• **Task item**
Please give again, exactly and only, the stretch of lines from the one containing "Query: boat hull" to the end of the entries below.

(Natural-language object grounding data)
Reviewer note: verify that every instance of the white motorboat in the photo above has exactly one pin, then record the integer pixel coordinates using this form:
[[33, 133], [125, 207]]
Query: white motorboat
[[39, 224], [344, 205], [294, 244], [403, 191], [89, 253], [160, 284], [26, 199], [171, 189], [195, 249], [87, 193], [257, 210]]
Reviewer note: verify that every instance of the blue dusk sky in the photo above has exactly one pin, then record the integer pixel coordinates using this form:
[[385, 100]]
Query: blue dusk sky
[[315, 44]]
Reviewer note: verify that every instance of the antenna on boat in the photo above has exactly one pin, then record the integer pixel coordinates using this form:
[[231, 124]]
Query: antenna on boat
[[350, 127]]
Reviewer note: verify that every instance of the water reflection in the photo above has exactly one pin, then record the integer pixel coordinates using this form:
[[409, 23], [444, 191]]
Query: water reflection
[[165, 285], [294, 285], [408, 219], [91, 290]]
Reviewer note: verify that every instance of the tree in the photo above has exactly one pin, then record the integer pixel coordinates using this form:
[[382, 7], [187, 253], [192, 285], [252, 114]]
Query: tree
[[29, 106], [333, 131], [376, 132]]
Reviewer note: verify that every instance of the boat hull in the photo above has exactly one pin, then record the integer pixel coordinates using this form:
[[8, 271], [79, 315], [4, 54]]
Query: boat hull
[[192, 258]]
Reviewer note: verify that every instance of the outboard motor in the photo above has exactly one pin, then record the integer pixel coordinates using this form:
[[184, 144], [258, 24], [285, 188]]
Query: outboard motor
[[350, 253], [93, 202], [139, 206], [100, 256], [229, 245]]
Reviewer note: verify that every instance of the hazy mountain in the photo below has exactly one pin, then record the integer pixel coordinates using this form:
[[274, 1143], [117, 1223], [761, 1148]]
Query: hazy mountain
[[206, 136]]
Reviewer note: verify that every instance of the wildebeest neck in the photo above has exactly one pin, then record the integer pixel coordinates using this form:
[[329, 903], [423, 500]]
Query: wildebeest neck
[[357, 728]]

• **Task solution**
Query: boat hull
[[192, 258]]
Reviewer note: verify that every instance of the outboard motor in the photo above has exactly one pin, then record the integer pixel coordinates using this form:
[[184, 144], [258, 24], [285, 188]]
Query: outboard motor
[[350, 253], [93, 202], [139, 206], [100, 256], [229, 245]]
Reviewer note: verify that every instance of the hazy mountain in the photo below has exactly one pin, then record the integer pixel coordinates using this form:
[[274, 1143], [117, 1223], [761, 1148]]
Query: hazy mountain
[[206, 136]]
Reviewer note: verify that every instance of the wildebeest neck in the photo above has exactly one pin, then record the integer pixel coordinates using this form:
[[329, 903], [423, 500]]
Query: wildebeest neck
[[357, 728]]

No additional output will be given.